# About this task:
Extend the interview below about refugees in Zhejiang during the Sino-Japanese War, picking up right after its final sentence.

R. Keith Schoppa
On his book In a Sea of Bitterness: Refugees during the Sino-Japanese War
Cover Interview of February 22, 2012
history /
20th century /
china /
japan /
nationalism /
warfare /
narrative /
refugees /
zikai feng /
zhejiang province /
In a nutshell
In a Sea of Bitterness is a narrative-rich study of spatial and social displacement during the Sino-Japanese War of 1937-1945.
I describe an array of Chinese people and institutions that chose to leave their homes and home bases when the Japanese first attacked and then occupied those areas. To give as much coverage to the range of displaced refugees and their experiences as possible, I have limited the spatial arena to Zhejiang Province, a coastal province on the East China Sea south of Shanghai.
The “range” of the displaced includes those who fled alone and with family members; these refugees fled their homes for varying distance and duration. Other displaced in the war were Chinese civilians kidnapped by the Japanese to serve in labor battalions. Others displaced included those whose lives were drastically affected by the Chinese government’s scorched earth policies and those forced to flee cities when the Japanese conducted bacteriological warfare, dropping bubonic plague-infested material and giving rise to plague epidemics. Displaced institutions included the provincial and county governments, schools (both private and public), businesses, and industries.
In addition, there are chapters detailing the general nature of displacement and the efforts of government and non-governmental organizations to deal with what was a refugee flight that became a tsunami. Zhejiang is the smallest Chinese province, but five million long-distance refugees came to it or passed through it.

Records taken from a dataset:
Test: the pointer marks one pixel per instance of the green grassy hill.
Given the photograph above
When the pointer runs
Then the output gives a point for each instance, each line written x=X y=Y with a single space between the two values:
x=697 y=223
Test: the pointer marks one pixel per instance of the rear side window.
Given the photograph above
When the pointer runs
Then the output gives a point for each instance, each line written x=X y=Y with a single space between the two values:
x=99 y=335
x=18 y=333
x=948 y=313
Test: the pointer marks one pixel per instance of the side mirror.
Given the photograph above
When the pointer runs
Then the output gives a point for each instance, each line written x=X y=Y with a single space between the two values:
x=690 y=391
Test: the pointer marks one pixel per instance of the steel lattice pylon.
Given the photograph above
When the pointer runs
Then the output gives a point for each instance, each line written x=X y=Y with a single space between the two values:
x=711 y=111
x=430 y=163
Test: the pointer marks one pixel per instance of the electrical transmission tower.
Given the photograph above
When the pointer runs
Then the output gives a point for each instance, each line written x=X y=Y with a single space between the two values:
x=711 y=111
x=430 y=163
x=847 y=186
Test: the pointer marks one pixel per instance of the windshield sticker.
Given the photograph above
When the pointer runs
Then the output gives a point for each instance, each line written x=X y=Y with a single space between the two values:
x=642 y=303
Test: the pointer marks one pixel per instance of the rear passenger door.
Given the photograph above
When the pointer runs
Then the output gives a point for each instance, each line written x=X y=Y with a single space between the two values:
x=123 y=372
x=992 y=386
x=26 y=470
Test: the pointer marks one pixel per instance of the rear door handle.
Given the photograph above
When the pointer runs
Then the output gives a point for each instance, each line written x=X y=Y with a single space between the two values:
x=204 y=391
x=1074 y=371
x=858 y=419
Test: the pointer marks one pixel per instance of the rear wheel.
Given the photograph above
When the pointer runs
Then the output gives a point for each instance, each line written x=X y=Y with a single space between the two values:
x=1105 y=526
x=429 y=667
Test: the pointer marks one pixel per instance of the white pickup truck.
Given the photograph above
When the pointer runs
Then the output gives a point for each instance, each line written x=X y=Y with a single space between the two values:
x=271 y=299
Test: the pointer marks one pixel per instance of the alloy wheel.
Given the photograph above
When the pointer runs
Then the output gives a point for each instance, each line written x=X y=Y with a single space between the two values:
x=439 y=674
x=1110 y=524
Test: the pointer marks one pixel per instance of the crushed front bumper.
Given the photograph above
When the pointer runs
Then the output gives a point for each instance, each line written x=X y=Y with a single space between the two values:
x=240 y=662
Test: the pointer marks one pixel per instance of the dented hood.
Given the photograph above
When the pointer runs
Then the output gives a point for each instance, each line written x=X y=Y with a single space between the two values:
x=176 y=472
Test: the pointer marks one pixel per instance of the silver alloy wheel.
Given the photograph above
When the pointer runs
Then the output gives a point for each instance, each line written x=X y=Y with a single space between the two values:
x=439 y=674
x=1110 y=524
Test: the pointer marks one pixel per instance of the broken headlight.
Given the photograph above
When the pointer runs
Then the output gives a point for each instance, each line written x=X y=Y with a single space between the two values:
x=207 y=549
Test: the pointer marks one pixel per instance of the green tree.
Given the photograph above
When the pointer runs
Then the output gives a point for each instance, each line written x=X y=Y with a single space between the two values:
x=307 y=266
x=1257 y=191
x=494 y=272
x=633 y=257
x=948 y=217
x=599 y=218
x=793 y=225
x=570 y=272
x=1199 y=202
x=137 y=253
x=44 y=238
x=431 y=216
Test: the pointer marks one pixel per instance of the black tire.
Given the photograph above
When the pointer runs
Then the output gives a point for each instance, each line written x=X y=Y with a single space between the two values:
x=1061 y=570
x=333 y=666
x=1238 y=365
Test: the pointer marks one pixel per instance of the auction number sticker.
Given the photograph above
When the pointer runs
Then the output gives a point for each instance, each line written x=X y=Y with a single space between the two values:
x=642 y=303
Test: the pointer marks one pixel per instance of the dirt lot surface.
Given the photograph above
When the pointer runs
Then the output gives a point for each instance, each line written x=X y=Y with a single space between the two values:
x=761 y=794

# Solved exercise:
This is an examination of the social and cultural impacts of war, a war in which the Japanese used deliberate tactics of terror with the hope that it would demoralize the Chinese and lead to a rapid surrender. Except for the chapter on Chinese commandeered for labor service by the Japanese army, my eye is completely on Chinese. Why did they flee—in a culture that particularly emphasized “native place,” the traditional family home where ancestors had lived, died, and were buried and which had a tremendous cultural force in people’s lives?
Another key cultural aspect raised frightening questions for refugees or would-be refugees. China was a “connection” driven and shaped society. When fleeing, the refugees had to leave these quintessential connections behind and go into territories where they had no connections. What kinds of experiences did they face on their flights at the hands of the “Other,” their own countrymen? What unique problems and trials did displaced institutions face? Throughout, I focus on Chinese citizens’ actions and reactions in the context of Chinese culture and social patterns as they experienced displacement.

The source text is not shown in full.